Begin DOCUMENT TEXT

There are also stylish black and white photos of the people that make up Bristol’s burgeoning food and drink scene lining Pazzo’s walls.

Pazzo said its Italian cuisine “hopes to take inspiration from the many cultures that have settled in Bristol”
Pazzo literally translates to ‘crazy’ or ‘lunatic’ in Italian – perhaps another nod to its predecessor, or more fittingly a symbol of a new era of experimentation and creativity for the Bianchis Group.
Because while Pasta Loco, Bianchis, Cotto and Pasta Ripiena have found fortune in simple and contemporary Italian dishes, Pazzo opens up its plates to the rest of the world.
Dishes like curried goat tortellini in pepe boro and parmesan dumpling, and sea bass ceviche, yuzu, Calabrian chilli and Wye Valley agretti, prove Bianchis is looking further afield for inspiration, honouring the rich culinary history of Bristol.
As one guest noted, there was something both refreshing and symbolic about the curried goat tortellini. In a city bursting with Italian restaurants, the dishes of the city’s Afro-Caribbean counterparts have often been overlooked – such is the historic nature of fine dining culture.
But here, that cuisine is honoured, infused with an Italian twist but not forgetting its fundamental elements.

The curried goat tortellini was a wonderful shout out to Bristol
The dumpling, traditionally made out of maize or corn, takes many forms across south and west Africa, but the principle remains the same.
And it was necessary here, where a light curried broth could be soaked up by the spongy parmesan crusted dumplings.

End DOCUMENT TEXT

EXERCISE SET
1. Summarize the text about the Pazzo restaurant in two sentences.
2. According to the text about the Pazzo restaurant, what does the word "Pazzo" translate to in Italian?
3. Continue the text about the Pazzo restaurant from the point where it stops.

Begin SUPPLIED INFORMATION

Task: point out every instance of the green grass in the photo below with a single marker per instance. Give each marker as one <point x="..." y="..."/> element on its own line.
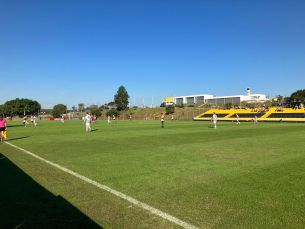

End SUPPLIED INFORMATION

RESPONSES PER TASK
1. Pazzo, a Bianchis Group restaurant whose name means "crazy" or "lunatic" in Italian, serves Italian cuisine that takes inspiration from the many cultures settled in Bristol, while the group's other restaurants keep to simple, contemporary Italian dishes. Its curried goat tortellini with parmesan dumpling honors Afro-Caribbean cuisine, which fine dining has often overlooked, by giving it an Italian twist while keeping its fundamental elements.

2. It translates to "crazy" or "lunatic."

3.
Also on the menu was a Cornish crab pappardelle, with charred leeks, nori, chilli and langoustine oil.
The star of the show all round, the velvety pappardelle was covered with a moreish and creamy sauce, with heaps of tarragon and a hint of citrus.
We mourned the frugal amount of crab, however, and were left hankering for more of the luxurious white meat.
The fondanello and datterini tomatoes, goats curd, crostini and consummé got away with using the last of the season’s tomatoes, and will sadly but surely leave the menu soon, as Pazzo adjusts to the seasons.

As greedy diners, we pined for more crab meat, which was spread fairly frugally across this otherwise shining dish

The humble soffritto has been catapulted into the spotlight at Pazzo
The spaghetti, soffritto, fried artichokes, lemon and mozzarella di bufala was a vegetarian’s heaven.
Usually reserved for the base of stock or stews, here the soffritto was the main event: morsels of carrot, celery and onion and crispy salted artichoke leaves swimming in an unctuous sauce.
The mozzarella was arguably not needed, but did add a luxurious feel to the dish.
We finished off with the Iberico pork abanico, nduja cannellini beans and cime di rapa – a ‘turnip’ broccoli like green prized in Italy for its sweet and slightly bitter taste, befitting for the rich nduja beans.
The pork was delicious on its own but was slightly overpowered by the beans and nduja (which were also delicious).
A rich chocolate almond torte with a boozy zabaione and espresso caramel cream was shared for dessert, accompanied by proper espresso martinis, an old fashioned and a negroni.
It was a luxurious finish to a restaurant experience that is difficult to walk away from.
It’s hard not to go crazy – or ‘pazzo’ – for Pazzo, whose team has once again found a way to elevate its Italian foundations to culturally inspired and ambitious new heights.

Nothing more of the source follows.